> [Task objective]
Return, without any change, everything from the line containing "Where can you see the road" down to the last line of the data block.

___ Dataset rows ___

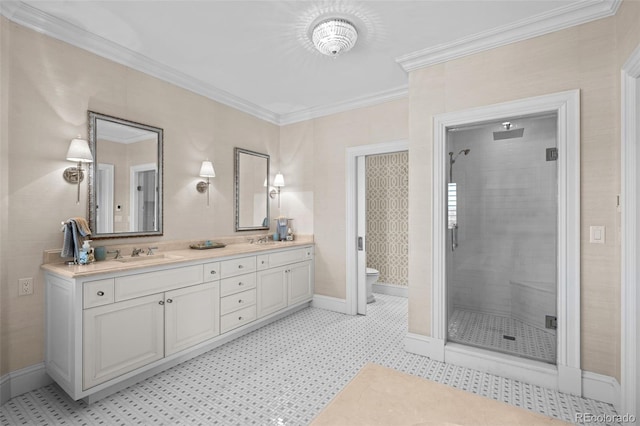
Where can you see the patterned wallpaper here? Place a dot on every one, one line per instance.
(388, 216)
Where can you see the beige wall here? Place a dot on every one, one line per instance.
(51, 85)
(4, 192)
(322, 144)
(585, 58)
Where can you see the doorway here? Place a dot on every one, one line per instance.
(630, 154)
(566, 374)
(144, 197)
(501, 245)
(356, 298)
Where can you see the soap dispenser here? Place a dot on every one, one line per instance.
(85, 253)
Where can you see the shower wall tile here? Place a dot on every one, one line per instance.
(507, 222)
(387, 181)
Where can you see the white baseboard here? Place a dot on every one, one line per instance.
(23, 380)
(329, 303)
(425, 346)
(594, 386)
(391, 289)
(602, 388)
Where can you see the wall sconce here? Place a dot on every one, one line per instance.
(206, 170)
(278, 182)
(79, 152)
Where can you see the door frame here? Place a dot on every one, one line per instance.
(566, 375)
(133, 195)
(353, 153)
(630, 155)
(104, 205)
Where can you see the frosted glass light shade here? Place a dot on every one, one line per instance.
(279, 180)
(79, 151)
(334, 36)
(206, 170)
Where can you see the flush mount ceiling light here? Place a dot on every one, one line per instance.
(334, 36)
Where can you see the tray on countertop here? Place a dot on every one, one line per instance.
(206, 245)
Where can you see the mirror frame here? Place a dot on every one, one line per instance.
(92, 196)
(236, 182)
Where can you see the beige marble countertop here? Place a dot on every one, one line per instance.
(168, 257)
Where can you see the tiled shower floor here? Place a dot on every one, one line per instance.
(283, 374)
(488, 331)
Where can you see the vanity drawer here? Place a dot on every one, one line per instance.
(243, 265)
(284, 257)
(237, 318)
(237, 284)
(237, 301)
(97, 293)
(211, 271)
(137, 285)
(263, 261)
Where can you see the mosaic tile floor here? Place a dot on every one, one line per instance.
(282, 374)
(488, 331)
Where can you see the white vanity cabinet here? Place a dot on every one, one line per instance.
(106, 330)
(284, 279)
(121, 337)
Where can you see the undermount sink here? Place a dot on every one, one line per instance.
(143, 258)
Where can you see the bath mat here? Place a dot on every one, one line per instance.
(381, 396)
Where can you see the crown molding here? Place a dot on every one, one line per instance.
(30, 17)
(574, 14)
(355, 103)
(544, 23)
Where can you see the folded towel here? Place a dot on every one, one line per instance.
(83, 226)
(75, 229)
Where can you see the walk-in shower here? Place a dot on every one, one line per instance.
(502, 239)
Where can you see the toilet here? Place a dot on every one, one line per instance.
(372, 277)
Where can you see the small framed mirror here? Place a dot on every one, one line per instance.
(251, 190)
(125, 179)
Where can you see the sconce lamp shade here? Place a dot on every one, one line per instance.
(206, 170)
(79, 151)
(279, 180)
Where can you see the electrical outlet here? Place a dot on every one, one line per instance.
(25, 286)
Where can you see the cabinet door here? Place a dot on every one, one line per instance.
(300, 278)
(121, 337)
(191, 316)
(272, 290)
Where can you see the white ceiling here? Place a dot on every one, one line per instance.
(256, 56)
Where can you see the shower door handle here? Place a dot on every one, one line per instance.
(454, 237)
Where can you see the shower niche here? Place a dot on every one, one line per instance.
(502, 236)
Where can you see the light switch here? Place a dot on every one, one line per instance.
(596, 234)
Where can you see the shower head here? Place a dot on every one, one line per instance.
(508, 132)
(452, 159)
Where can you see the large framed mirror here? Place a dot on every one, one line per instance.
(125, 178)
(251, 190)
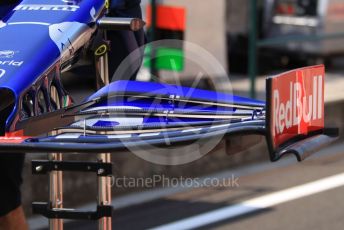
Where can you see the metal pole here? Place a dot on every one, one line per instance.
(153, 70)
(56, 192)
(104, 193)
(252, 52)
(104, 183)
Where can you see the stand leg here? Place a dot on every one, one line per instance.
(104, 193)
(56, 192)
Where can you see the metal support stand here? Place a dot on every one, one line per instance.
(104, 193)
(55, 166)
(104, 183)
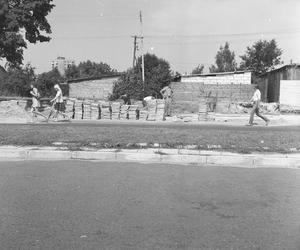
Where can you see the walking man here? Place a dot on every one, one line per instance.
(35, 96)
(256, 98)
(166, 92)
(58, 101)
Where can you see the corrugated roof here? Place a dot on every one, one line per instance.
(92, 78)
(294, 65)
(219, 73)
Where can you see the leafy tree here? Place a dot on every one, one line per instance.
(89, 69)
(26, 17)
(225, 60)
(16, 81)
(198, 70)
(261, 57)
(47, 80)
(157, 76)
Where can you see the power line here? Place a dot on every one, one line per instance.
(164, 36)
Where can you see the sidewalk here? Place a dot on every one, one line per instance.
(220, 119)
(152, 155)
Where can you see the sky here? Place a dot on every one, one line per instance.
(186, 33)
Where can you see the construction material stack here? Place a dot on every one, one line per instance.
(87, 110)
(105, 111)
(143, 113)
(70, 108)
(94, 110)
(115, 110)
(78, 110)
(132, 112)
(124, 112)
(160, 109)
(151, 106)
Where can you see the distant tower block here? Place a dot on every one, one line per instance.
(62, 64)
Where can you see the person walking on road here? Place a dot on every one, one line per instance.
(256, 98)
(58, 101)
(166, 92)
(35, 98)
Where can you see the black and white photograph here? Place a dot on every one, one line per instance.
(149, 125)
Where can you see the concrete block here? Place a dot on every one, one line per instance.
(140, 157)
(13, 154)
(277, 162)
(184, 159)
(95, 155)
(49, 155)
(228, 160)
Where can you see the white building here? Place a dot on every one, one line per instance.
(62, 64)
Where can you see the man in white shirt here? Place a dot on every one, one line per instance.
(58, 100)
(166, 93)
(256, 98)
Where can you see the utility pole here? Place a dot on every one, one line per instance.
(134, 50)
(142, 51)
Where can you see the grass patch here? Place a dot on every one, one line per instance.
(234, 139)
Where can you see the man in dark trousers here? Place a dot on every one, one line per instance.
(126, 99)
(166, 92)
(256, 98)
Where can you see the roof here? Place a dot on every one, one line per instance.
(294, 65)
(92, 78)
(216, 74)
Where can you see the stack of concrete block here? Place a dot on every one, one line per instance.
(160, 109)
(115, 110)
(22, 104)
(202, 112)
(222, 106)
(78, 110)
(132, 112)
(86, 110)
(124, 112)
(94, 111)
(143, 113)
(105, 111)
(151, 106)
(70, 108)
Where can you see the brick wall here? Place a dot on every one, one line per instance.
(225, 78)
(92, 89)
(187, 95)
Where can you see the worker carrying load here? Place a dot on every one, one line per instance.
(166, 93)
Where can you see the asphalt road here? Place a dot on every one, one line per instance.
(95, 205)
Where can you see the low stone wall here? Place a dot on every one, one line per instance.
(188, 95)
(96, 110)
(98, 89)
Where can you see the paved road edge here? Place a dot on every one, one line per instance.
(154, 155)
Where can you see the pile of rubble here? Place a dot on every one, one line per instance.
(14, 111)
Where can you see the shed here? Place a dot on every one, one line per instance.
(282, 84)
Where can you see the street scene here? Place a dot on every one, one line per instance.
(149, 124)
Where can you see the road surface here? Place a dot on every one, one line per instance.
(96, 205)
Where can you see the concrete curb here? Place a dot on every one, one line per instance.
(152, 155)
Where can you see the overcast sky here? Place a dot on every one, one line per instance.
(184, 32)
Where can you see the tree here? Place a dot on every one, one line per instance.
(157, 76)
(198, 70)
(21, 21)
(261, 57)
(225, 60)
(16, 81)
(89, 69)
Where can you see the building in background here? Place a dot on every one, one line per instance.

___

> [Task response]
Where can you see the road surface here? Place a dot on every one, one line per instance.
(96, 205)
Where can you see the concrete curb here? Place a dot on every one, one line per instance.
(152, 155)
Where can you see the overcast sky here? Place a dot on every one, one line per instance.
(184, 32)
Where can you see the tree here? Place a dot on every one, one line per instance.
(157, 76)
(198, 70)
(21, 21)
(261, 57)
(225, 60)
(16, 81)
(89, 69)
Where can you see the building in background here? Place a dot on every one, one line per instance.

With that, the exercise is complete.